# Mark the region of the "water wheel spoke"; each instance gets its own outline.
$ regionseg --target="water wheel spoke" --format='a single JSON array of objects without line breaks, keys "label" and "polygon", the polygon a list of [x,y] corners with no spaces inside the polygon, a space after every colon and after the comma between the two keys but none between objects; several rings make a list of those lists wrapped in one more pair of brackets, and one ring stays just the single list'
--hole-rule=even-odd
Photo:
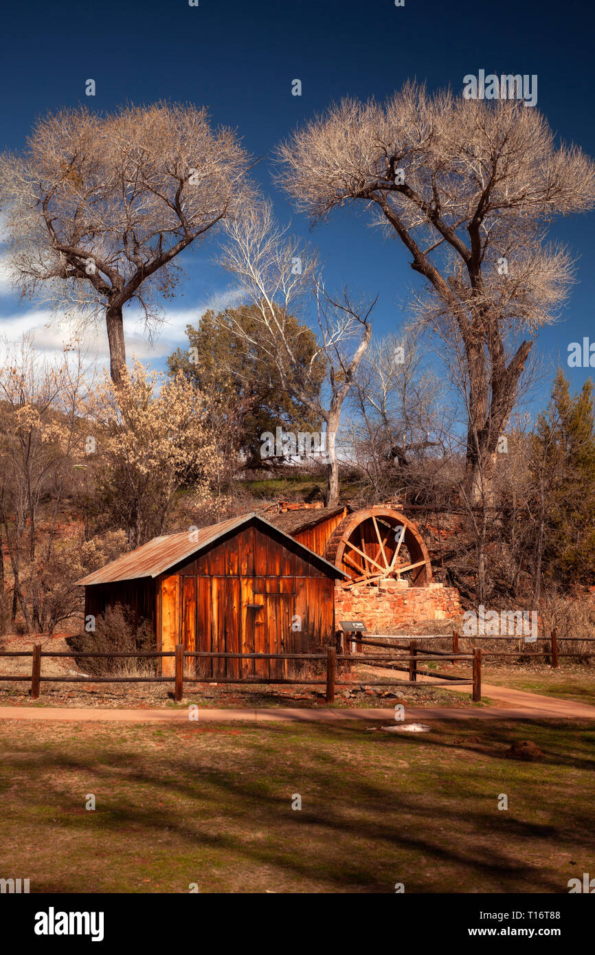
[{"label": "water wheel spoke", "polygon": [[358,574],[363,574],[364,577],[368,577],[368,574],[367,574],[366,570],[364,569],[364,567],[362,567],[362,565],[360,563],[357,563],[351,557],[350,557],[349,554],[345,553],[343,555],[343,560],[347,561],[348,563],[351,563],[351,566],[354,567],[355,570],[358,572]]},{"label": "water wheel spoke", "polygon": [[421,567],[425,562],[425,561],[417,561],[415,563],[407,563],[404,567],[397,567],[396,572],[397,574],[404,574],[408,570],[414,570],[414,567]]},{"label": "water wheel spoke", "polygon": [[374,530],[376,532],[376,537],[378,538],[378,543],[380,544],[380,553],[382,554],[382,560],[384,561],[384,565],[385,565],[385,567],[388,570],[389,569],[389,561],[388,561],[388,558],[387,558],[385,550],[384,550],[384,545],[385,545],[386,541],[388,541],[389,534],[391,532],[389,531],[389,534],[387,534],[387,536],[385,537],[385,539],[383,541],[382,538],[380,537],[380,530],[378,529],[378,524],[376,523],[376,519],[373,516],[373,514],[372,516],[372,522],[374,525]]},{"label": "water wheel spoke", "polygon": [[[360,550],[359,547],[356,544],[354,544],[352,541],[346,541],[345,543],[347,546],[351,547],[351,550],[354,550],[356,554],[359,554],[360,557],[363,557],[364,561],[367,563],[368,562],[370,562],[370,563],[373,563],[374,567],[377,567],[378,570],[382,571],[383,574],[386,573],[387,569],[386,567],[381,567],[380,564],[376,562],[376,561],[373,561],[372,559],[372,557],[370,557],[368,554],[364,554],[363,550]],[[347,560],[347,555],[345,555],[345,558]]]}]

★ ★ ★ ★ ★

**What is being asked:** Rewrite the records above, changing "corners" to "vertices" and keeping everything else the same. Leave out the pictures.

**Written response:**
# Mark the region of the "water wheel spoke"; each instance gets its own outline.
$ regionseg --target="water wheel spoke" --format='a single JSON array of objects without line breaks, keys "label" and "polygon", the polygon a list of [x,y] vertices with no spaces inside the polygon, a space after every colon and after the comma between the two keys but none between objects; several rings make a list of those lists wrapped in one more pair of brackets, and one ring stays just the single list'
--hole-rule=even-odd
Photo:
[{"label": "water wheel spoke", "polygon": [[358,574],[363,574],[364,577],[368,577],[368,574],[367,574],[366,570],[364,569],[364,567],[362,567],[362,565],[360,563],[357,563],[351,557],[350,557],[349,554],[345,553],[343,555],[343,560],[347,561],[348,563],[351,563],[351,566],[354,567],[355,570],[358,572]]},{"label": "water wheel spoke", "polygon": [[421,567],[425,562],[425,561],[417,561],[415,563],[407,563],[404,567],[397,567],[396,572],[397,574],[404,574],[408,570],[414,570],[414,567]]},{"label": "water wheel spoke", "polygon": [[374,530],[376,532],[376,537],[378,538],[378,543],[380,544],[380,553],[382,554],[382,560],[384,561],[384,565],[385,565],[385,567],[388,570],[389,569],[389,561],[388,561],[388,558],[387,558],[385,550],[384,550],[384,545],[385,545],[386,541],[388,541],[389,534],[391,532],[389,531],[389,534],[387,534],[387,536],[385,537],[385,539],[383,541],[382,538],[380,537],[380,530],[378,529],[378,524],[376,523],[376,519],[373,516],[373,514],[372,516],[372,522],[374,525]]},{"label": "water wheel spoke", "polygon": [[[360,550],[359,547],[356,544],[354,544],[352,541],[346,541],[345,543],[347,546],[351,547],[351,550],[354,550],[356,554],[359,554],[360,557],[363,557],[364,561],[367,563],[368,562],[370,562],[370,563],[373,563],[374,567],[377,567],[378,570],[382,571],[383,574],[386,573],[387,569],[386,567],[381,567],[380,564],[376,562],[376,561],[373,561],[372,559],[372,557],[370,557],[368,554],[364,554],[363,550]],[[347,560],[347,555],[345,555],[345,558]]]}]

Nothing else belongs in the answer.